__原文__
Grafana+Prometheus 搭建 JuiceFS 視覺化監控系統

阿新 • • 發佈：2022-05-25

作為承載海量資料儲存的分散式檔案系統，使用者通常需要直觀地瞭解整個系統的容量、檔案數量、CPU 負載、磁碟 IO、快取等指標的變化。

JuiceFS 沒有重複造輪子，而是通過 Prometheus 相容的 API 對外提供實時的狀態資料，只需將其新增到使用者自建的 Prometheus Server 建立時序資料，然後通過 Grafana 等工具即可輕鬆實現 JucieFS 檔案系統的視覺化監控。

快速上手

這裡假設你搭建的 Prometheus Server、Grafana 與 JuiceFS 客戶端都執行在相同的主機上。其中：

Prometheus Server：用於收集並儲存各種指標的時序資料，安裝方法請參考

官方文件。
Grafana：用於從 Prometheus 讀取並可視化展現時序資料，安裝方法請參考官方文件。

Ⅰ. 獲得實時資料

JuiceFS 通過 Prometheus 型別的 API 對外提供資料。檔案系統掛載後，預設可以通過 http://localhost:9567/metrics 地址獲得客戶端輸出的實時監控資料。

Ⅱ. 新增 API 到 Prometheus Server

編輯 Prometheus 的配置檔案，新增一個新 job 並指向 JuiceFS 的 API 地址，例如：

global:
  scrape_interval: 15s
  evaluation_interval: 15s

alerting:
  alertmanagers:
    - static_configs:
        - targets:
          # - alertmanager:9093

rule_files:
  # - "first_rules.yml"

__记录数据__
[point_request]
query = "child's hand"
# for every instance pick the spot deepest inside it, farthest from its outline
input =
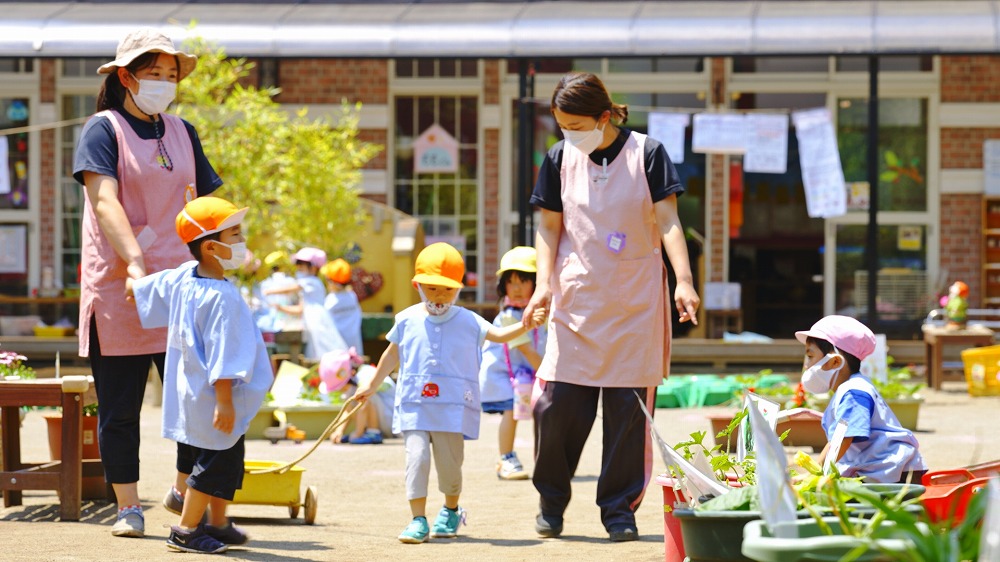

* * *

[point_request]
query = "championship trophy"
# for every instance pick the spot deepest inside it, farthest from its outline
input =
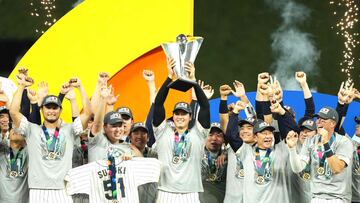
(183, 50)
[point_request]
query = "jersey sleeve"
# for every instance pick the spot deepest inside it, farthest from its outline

__任务目标 1__
按原文的说法，JuiceFS 文件系统挂载后，默认从哪个地址能拿到客户端输出的实时监控数据？
__任务目标 2__
请从原文中摘录一段：从“阿新 • • 發佈：2022-05-25”这几个字开始，到“Grafana：用於從 Prometheus 讀取並可視化展現時序資料，安裝方法請參考官方文件。”为止，一字不改。

__正确答案 1__
http://localhost:9567/metrics

__正确答案 2__
阿新 • • 發佈：2022-05-25

作為承載海量資料儲存的分散式檔案系統，使用者通常需要直觀地瞭解整個系統的容量、檔案數量、CPU 負載、磁碟 IO、快取等指標的變化。

JuiceFS 沒有重複造輪子，而是通過 Prometheus 相容的 API 對外提供實時的狀態資料，只需將其新增到使用者自建的 Prometheus Server 建立時序資料，然後通過 Grafana 等工具即可輕鬆實現 JucieFS 檔案系統的視覺化監控。

快速上手

這裡假設你搭建的 Prometheus Server、Grafana 與 JuiceFS 客戶端都執行在相同的主機上。其中：

Prometheus Server：用於收集並儲存各種指標的時序資料，安裝方法請參考

官方文件。
Grafana：用於從 Prometheus 讀取並可視化展現時序資料，安裝方法請參考官方文件。